§ PROBLEM SET
1. In the page on cloud application performance, what is named as the only comprehensive way to understand how a system behaves under load?
2. Please transcribe everything in the page on cloud application performance from "Building applications that you" down to "do we fix it?".

*** PASSAGE SHOWN Section Begins ***

Guidance on how to observe, measure, and correct common issues in a cloud-based system.
Latest commit 4655146 Sep 10, 2016 @bennage bennage committed on GitHub removing the gitter link

Optimizing Performance for Cloud Applications

What not to do if you want your systems to be fast and scalable

Building applications that you can deploy to the cloud by using Azure is relatively simple. Building applications that scale well and run fast under a heavy load in the cloud is more difficult. A common scenario is that an application appears to perform well during performance testing and displays no problems. But once it is released to the cloud, accessed by a large number of concurrent users, and subjected to a much bigger, more random workload it frequently exhibits undesirable behavior (such as rejecting user requests, stalling, or throwing exceptions). The development team is then faced with two questions:

  1. Why did this behavior not show up during testing? and
  2. How do we fix it?

The answer to the first question is straightforward. It is very difficult to simulate the actions of real-world users, their patterns of behavior, or the volumes of work they might perform in an artificial test environment. The only comprehensive way to understand how the system behaves under load is to instrument and monitor it while it is in production. This doesn't mean that you shouldn't perform any kind of performance testing. Rather, you should accept that performance testing is unlikely to provide a complete indicator of system behavior and be prepared to observe and correct performance issues when they arise in the live system.

The answer to the second question is less straightforward. To fix the problem requires understanding what the problem actually is. This can be difficult as it might only manifest itself under a particular set of circumstances. Again, instrumentation and logging are vitally important to determining these circumstances. However, having an insight into some of the most common misconceptions about cloud applications and the resultant impact that they can have on performance is also useful. That is the purpose of the cloud performance anti-patterns presented here.

A performance anti-pattern illustrates an example of common practice that is likely to cause scalability problems once an application is placed under pressure. These practices might be followed without question in applications designed to run on-premises where expensive hardware and fast networks are prevalent. But the cloud is a different environment and applications have to be designed to cope with slower, more unpredictable networks and run on commodity hardware. In the cloud, scale-out is a more viable solution than scale-up, but if an application is not designed with scale-out in mind it can quickly reach the limits of its performance.

*** PASSAGE SHOWN Section Ends ***
*** SOURCE MATERIAL Section Begins ***

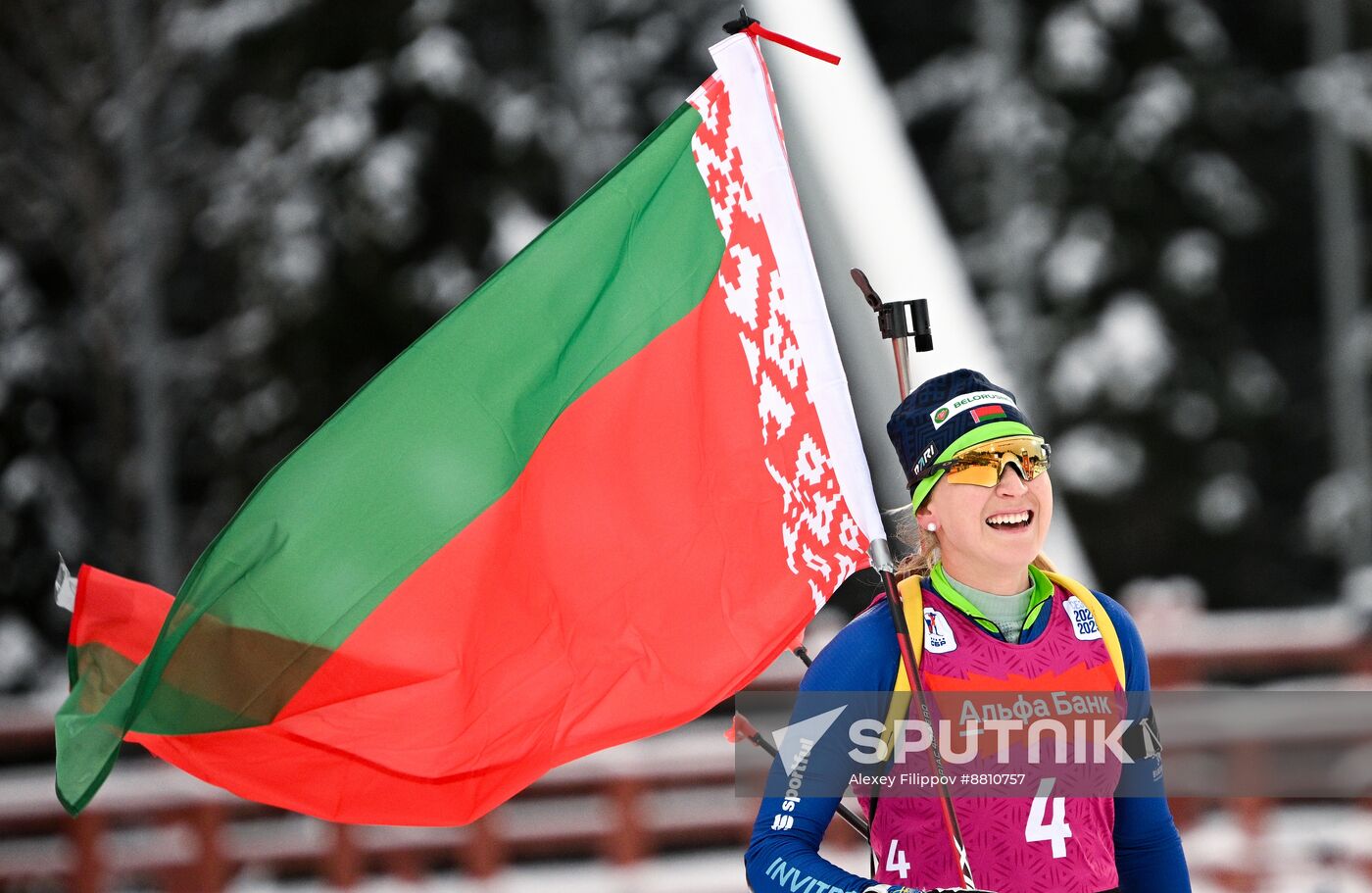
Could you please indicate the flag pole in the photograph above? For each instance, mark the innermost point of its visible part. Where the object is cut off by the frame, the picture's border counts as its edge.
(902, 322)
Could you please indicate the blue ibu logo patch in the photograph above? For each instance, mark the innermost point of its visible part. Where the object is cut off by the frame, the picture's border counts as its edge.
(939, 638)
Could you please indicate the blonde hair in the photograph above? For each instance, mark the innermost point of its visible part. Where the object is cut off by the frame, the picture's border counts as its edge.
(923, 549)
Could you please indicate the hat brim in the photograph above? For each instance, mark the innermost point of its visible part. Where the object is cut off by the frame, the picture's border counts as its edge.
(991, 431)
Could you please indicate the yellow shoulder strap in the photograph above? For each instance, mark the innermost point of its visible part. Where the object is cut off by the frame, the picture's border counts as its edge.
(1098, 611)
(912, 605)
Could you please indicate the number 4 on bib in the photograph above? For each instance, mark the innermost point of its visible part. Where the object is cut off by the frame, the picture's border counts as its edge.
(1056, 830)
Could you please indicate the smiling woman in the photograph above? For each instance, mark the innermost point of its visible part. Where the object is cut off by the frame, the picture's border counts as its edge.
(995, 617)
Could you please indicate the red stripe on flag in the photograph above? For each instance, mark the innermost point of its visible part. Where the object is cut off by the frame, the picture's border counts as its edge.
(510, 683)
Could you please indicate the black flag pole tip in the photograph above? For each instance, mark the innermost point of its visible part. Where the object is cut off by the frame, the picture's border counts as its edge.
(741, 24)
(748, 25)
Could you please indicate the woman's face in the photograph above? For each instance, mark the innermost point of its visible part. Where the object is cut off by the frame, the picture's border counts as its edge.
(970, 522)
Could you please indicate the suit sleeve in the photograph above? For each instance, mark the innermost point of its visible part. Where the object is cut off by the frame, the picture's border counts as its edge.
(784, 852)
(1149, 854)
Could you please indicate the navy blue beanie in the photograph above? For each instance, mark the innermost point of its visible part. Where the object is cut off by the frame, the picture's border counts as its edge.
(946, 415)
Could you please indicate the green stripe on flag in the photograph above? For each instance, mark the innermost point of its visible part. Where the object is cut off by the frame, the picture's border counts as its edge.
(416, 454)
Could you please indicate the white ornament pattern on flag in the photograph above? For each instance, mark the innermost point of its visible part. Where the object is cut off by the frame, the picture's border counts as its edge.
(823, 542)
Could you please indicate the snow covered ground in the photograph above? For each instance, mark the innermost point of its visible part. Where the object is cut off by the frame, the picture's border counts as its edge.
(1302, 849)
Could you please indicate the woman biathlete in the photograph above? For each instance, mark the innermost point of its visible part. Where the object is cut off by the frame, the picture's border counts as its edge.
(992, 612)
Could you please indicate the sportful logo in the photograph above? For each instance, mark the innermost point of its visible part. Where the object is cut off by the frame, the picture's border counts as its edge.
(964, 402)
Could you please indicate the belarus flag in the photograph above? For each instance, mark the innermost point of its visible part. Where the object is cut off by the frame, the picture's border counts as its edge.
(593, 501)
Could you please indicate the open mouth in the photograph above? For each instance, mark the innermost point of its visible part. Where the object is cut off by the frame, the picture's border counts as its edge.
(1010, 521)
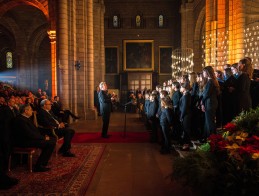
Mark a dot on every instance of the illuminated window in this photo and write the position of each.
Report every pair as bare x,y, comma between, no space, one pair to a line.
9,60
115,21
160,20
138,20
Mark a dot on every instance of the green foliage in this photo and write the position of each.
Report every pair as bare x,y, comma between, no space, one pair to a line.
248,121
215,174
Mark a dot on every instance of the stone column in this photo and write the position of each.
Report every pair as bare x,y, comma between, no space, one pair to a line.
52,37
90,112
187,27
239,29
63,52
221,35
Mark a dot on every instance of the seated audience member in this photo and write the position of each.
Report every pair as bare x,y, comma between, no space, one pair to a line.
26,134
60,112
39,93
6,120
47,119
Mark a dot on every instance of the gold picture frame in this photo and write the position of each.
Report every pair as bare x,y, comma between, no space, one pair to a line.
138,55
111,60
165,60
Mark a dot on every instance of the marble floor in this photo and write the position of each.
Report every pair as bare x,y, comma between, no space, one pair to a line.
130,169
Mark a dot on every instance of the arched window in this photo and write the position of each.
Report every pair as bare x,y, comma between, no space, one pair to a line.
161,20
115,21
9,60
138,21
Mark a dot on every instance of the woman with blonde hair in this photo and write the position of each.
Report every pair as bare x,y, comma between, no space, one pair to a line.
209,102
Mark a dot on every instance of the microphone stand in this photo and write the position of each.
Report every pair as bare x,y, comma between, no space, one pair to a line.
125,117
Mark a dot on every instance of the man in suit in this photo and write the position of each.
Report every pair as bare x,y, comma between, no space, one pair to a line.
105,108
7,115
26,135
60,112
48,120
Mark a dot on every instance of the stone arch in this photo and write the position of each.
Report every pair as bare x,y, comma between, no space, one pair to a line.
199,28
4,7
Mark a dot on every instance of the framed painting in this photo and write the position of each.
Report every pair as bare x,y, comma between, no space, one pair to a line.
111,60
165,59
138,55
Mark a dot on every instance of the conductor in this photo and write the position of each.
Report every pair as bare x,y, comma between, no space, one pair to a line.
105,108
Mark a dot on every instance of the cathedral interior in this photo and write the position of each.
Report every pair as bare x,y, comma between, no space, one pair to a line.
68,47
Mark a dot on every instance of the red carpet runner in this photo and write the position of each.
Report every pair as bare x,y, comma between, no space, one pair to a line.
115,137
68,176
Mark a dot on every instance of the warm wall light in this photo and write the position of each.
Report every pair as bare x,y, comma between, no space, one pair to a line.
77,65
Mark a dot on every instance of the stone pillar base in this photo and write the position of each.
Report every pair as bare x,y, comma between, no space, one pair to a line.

*** SOURCE MATERIAL Section Ends ***

§ PER-TASK ANSWERS
1. Instrumenting and monitoring the system while it is in production.

2.
Building applications that you can deploy to the cloud by using Azure is relatively simple. Building applications that scale well and run fast under a heavy load in the cloud is more difficult. A common scenario is that an application appears to perform well during performance testing and displays no problems. But once it is released to the cloud, accessed by a large number of concurrent users, and subjected to a much bigger, more random workload it frequently exhibits undesirable behavior (such as rejecting user requests, stalling, or throwing exceptions). The development team is then faced with two questions:

  1. Why did this behavior not show up during testing? and
  2. How do we fix it?